● **Reading text**
================================

Music buffs that keep a large supply of their favorite tunes on their smart phones should be in tune with this cool new product that acts as an amplifier for your device while adding an elegant floral touch to any home décor.

The clear, hollow, round glass device has an indented holding area for the base of your phone that amplifies the music played from it quite adequately—it doesn’t get blaring loud, but it’s a nice volume for a large room—accented by two planting wells, one on each end.

Each well will hold a small houseplant, succulents being an obvious choice. Search “plant amp speaker” and you’ll find ample sites you can purchase it from, including Amazon, of course. Perhaps add on a Plant Amp and two succulents with your spring day lily order.

Black Spot Award
Worst New Outdoor Concept:
Forest Bathing

What used to be called walking in the woods has a new, puerile, preposterous and patently precious name: Forest Bathing. Defined as the practice of taking short, leisurely visits to a forest for health benefits, it’s becoming all the rage.

From an article in the Minneapolis StarTribune this summer:

Under a canopy of trees, they met on the park trail and waited for instructions from their guide. In a gentle voice, certified forest therapy guide Laura West spoke to the eight adults assembled on a recent Sunday at William O’Brien State Park north of Stillwater. “This is called ‘The Pleasure of Your Senses,’ ” she told them, inviting them to close their eyes, tilt their heads skyward and listen closely to the surrounding sounds.

================================

● **Items listed in a dataset**
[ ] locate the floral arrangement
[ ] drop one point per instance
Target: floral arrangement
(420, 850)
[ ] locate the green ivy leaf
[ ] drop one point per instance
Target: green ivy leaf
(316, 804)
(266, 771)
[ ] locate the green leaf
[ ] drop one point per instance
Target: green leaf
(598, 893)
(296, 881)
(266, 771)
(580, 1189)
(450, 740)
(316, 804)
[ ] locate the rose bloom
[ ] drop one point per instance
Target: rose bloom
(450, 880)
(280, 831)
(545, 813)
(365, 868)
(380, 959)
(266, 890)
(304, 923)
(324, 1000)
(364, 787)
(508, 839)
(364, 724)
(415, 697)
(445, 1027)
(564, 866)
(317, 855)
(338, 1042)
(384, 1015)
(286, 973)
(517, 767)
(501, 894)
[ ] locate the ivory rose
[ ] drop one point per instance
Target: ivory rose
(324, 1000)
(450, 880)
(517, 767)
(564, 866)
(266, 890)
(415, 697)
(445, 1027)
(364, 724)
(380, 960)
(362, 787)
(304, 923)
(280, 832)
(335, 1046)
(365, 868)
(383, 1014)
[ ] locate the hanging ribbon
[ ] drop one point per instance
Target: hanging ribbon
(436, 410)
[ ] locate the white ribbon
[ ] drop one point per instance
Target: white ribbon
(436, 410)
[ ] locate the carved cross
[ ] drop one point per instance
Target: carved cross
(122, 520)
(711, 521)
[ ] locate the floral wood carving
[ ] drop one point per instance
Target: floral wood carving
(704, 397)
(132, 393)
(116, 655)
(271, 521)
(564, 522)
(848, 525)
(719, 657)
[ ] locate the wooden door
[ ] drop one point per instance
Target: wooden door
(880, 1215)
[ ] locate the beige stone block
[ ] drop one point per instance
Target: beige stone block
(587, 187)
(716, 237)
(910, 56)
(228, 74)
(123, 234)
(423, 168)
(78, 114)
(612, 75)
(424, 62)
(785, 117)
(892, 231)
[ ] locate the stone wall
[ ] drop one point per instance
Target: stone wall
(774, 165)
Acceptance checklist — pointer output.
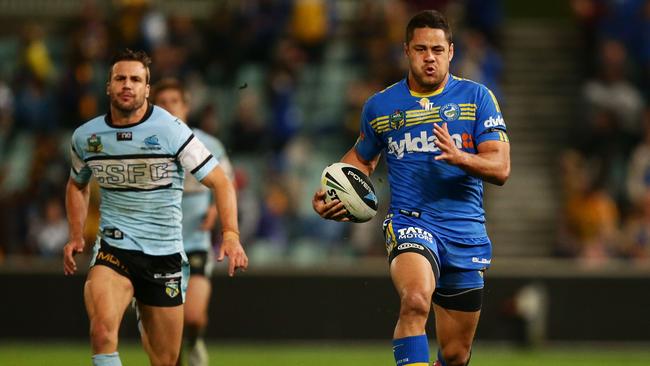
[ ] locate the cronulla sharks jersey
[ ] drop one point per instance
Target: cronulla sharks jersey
(140, 169)
(400, 122)
(197, 198)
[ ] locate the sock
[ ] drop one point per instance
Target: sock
(441, 361)
(412, 351)
(107, 359)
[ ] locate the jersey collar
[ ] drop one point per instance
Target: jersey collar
(109, 120)
(429, 94)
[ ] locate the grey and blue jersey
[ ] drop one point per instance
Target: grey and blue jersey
(140, 169)
(197, 198)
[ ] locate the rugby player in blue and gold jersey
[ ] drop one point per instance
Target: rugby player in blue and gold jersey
(138, 153)
(442, 136)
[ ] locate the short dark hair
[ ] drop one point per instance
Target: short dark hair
(428, 19)
(130, 55)
(169, 84)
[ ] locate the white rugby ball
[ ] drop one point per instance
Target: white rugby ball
(352, 187)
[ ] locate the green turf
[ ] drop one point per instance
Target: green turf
(35, 354)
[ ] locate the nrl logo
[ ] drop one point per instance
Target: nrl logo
(94, 143)
(397, 120)
(172, 288)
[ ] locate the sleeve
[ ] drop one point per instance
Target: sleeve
(192, 153)
(369, 143)
(80, 172)
(490, 125)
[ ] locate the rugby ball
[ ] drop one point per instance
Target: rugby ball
(352, 187)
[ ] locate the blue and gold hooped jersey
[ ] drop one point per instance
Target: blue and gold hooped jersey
(140, 170)
(399, 122)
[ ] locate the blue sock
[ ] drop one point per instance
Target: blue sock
(441, 360)
(107, 359)
(411, 351)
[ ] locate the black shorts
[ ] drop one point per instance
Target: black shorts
(157, 280)
(200, 263)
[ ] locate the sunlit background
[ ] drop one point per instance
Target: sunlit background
(281, 83)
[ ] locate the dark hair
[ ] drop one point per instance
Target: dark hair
(428, 19)
(169, 84)
(129, 55)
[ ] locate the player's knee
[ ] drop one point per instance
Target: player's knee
(415, 304)
(103, 337)
(456, 355)
(195, 320)
(168, 358)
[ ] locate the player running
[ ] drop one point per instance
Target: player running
(442, 136)
(138, 153)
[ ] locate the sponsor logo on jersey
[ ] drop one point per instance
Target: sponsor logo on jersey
(124, 136)
(151, 143)
(450, 112)
(412, 232)
(397, 120)
(494, 122)
(423, 143)
(94, 143)
(425, 104)
(481, 260)
(409, 246)
(172, 288)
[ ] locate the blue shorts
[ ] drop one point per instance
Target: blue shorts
(456, 263)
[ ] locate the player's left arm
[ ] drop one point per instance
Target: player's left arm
(491, 163)
(226, 200)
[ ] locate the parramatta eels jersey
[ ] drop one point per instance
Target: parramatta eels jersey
(399, 122)
(140, 169)
(197, 198)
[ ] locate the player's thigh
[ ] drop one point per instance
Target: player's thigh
(455, 328)
(197, 298)
(412, 272)
(106, 295)
(163, 326)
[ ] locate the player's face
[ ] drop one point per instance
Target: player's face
(429, 55)
(172, 101)
(128, 88)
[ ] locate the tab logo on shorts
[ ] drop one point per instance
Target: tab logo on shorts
(414, 233)
(172, 288)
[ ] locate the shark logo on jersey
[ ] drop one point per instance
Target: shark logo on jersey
(450, 112)
(152, 143)
(94, 143)
(397, 120)
(423, 143)
(425, 104)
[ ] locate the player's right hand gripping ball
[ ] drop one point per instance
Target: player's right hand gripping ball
(352, 187)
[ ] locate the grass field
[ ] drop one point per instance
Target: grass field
(331, 354)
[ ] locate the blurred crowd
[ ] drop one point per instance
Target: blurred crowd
(280, 82)
(606, 170)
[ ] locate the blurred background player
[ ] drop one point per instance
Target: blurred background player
(442, 136)
(199, 218)
(134, 153)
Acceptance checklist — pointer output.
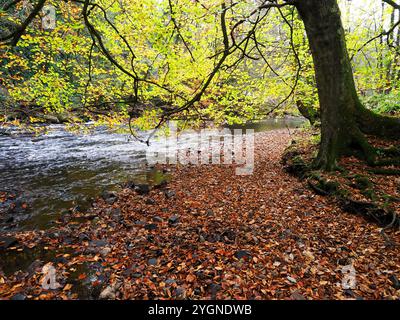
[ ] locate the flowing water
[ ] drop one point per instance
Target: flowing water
(44, 176)
(54, 172)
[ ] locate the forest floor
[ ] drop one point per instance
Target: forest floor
(210, 234)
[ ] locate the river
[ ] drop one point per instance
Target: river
(49, 174)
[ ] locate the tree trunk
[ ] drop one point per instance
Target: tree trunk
(344, 120)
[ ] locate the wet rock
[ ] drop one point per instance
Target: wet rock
(109, 196)
(173, 220)
(7, 242)
(150, 226)
(395, 282)
(169, 194)
(152, 261)
(142, 188)
(150, 201)
(242, 254)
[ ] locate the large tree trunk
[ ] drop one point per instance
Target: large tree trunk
(344, 120)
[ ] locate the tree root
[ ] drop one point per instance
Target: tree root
(372, 211)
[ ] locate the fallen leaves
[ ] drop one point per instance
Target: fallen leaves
(217, 235)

================================

● **Tasks**
**A.** Transcribe the passage about the Plant Amp and forest bathing, beginning at the words "What used to" and stopping after "the surrounding sounds.".
**B.** In the passage about the Plant Amp and forest bathing, at which park did the guided group described in the newspaper article meet?
**C.** Take the passage about the Plant Amp and forest bathing further, starting right after its last sentence.
These records were taken from a separate source.

● **Outputs in order**
**A.**
What used to be called walking in the woods has a new, puerile, preposterous and patently precious name: Forest Bathing. Defined as the practice of taking short, leisurely visits to a forest for health benefits, it’s becoming all the rage.

From an article in the Minneapolis StarTribune this summer:

Under a canopy of trees, they met on the park trail and waited for instructions from their guide. In a gentle voice, certified forest therapy guide Laura West spoke to the eight adults assembled on a recent Sunday at William O’Brien State Park north of Stillwater. “This is called ‘The Pleasure of Your Senses,’ ” she told them, inviting them to close their eyes, tilt their heads skyward and listen closely to the surrounding sounds.

**B.** William O’Brien State Park, north of Stillwater.

**C.**
Leaves rustled in the wind. Water lapped against nearby rocks. And the faint sound of children’s laughter echoed from far away. Next, West asked them to inhale deeply, taking note of what they smelled: the scent of pine, smoke from a campfire, damp soil.

Other trail hikers walked briskly past, but the group continued to stand still and soak their senses in nature — oblivious to the curious looks they were getting. This, to the uninitiated, is what “forest bathing” looks like.

Sorry, no, to the uninitiated this is what being duped into analyzing that which needs no analyzing looks like. This is what it looks like to have to wait for instructions—FROM A CERTIFIED FOREST THERAPY GUIDE, no less—in order to gain benefit from walking in the woods. This is what it looks to not have a brain in your head.

Originating in Japan, this concept that communing with nature now requires a guide, supervision, and in some cases, a fee, first hit the west coast (of course) and is now spreading across the country faster than the bronze birch borer.

It raises so many questions. I’ve spent time walking in woods since I was old enough to walk. The woods were so neat. Animals. Sounds. Smells. The trickle of a creek. An old stump with crazy things growing on it. A vine you could swing on like Tarzan. My best friend, Tuffer Dean and I would explore and play in the woods after school or on weekends until it started to get dark and we’d be reprimanded by our mothers for being a bit late for supper.

Unfortunately, I was unaware of Forest Bathing the whole time, unaware that I needed to be instructed as to when to stop, to listen, to smell, to absorb the healthy, powerful properties of nature. So does any of it count? This might be difficult for a certified forest therapy guide to believe, but I swear, I got it right away!

How about the breathtaking walks I’ve taken in the desert regions of New Mexico and Arizona, immersed in the magnificence of desert plants, dunes, foothills and 100-mile vistas? No good? Time I’ll never get back?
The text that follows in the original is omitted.